Merge featureCount table from RNAseq

Nov 27, 2018 2 min read

featureCounts is a program to fast summarize counts from sequencing data. I use it to get gene-level RNAseq counts by

featureCounts -p -t exon -g gene_id -a annotation.gtf -o mysample_featureCount.txt mapping_results_PE.bam

If you have a lot of samples, you will get a lot of *featureCount.txt and you will need to merge them for downstream analysis.

I will show you how to merge the tables using R, python and unix below.

R solution

library(purrr)
library(tidyverse)
f_files<- list.files("results/superEnhancer/rna_expression/MSTC", pattern = "featureCount.txt", full.names = T)

read_in_feature_counts<- function(file){
        cnt<- read_tsv(file, col_names =T, comment = "#")
        cnt<- cnt %>% dplyr::select(-Chr, -Start, -End, -Strand, -Length)

SUPPLIED DATA:

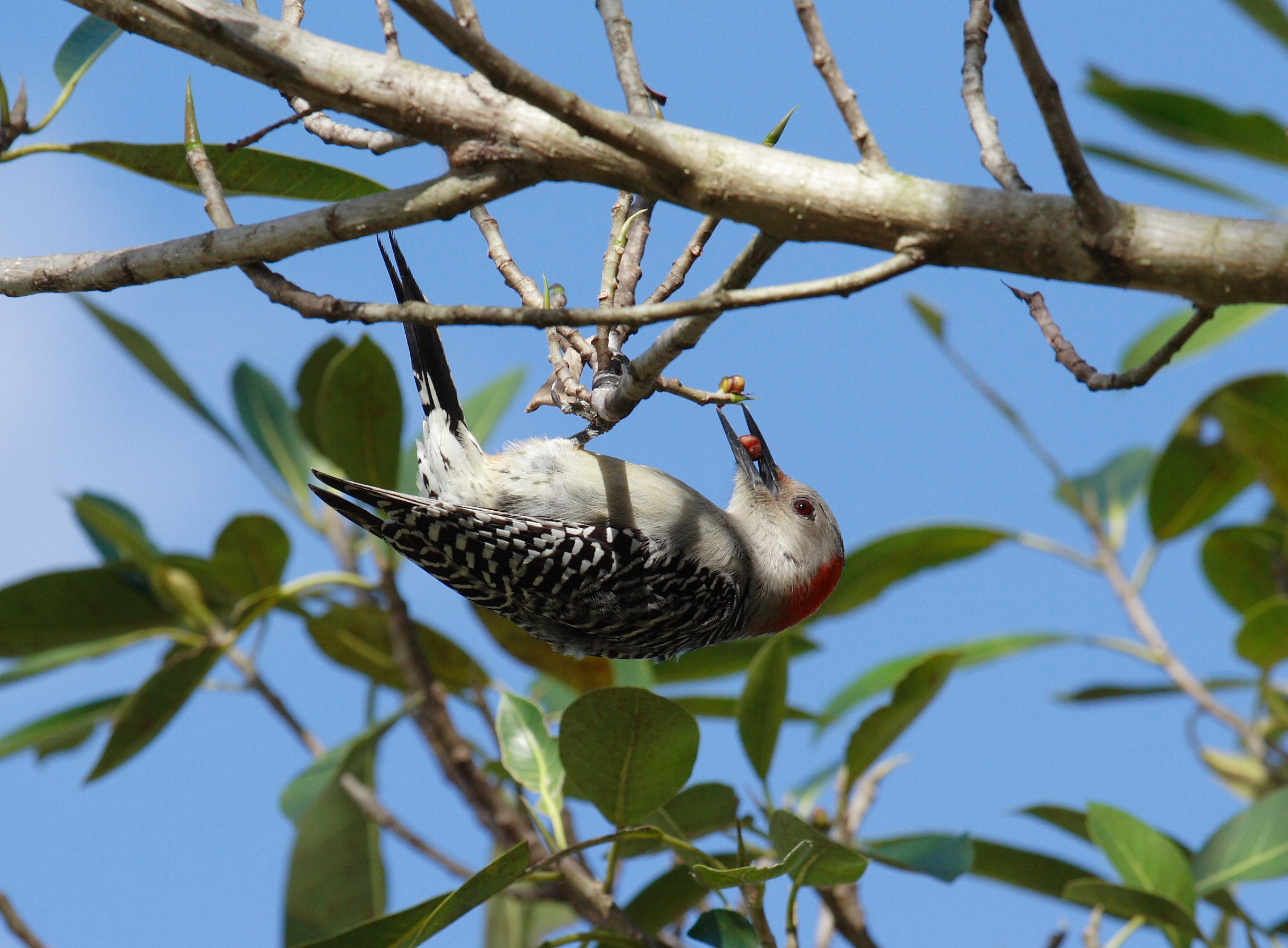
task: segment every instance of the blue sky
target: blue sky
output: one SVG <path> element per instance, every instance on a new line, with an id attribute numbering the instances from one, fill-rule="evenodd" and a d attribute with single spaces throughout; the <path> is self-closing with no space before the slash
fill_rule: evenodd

EXERCISE GOAL: Copy the passage from "If you have" to "and unix below." from the post on merging featureCounts tables, word for word.

WRITTEN ANSWER:
If you have a lot of samples, you will get a lot of *featureCount.txt and you will need to merge them for downstream analysis.

I will show you how to merge the tables using R, python and unix below.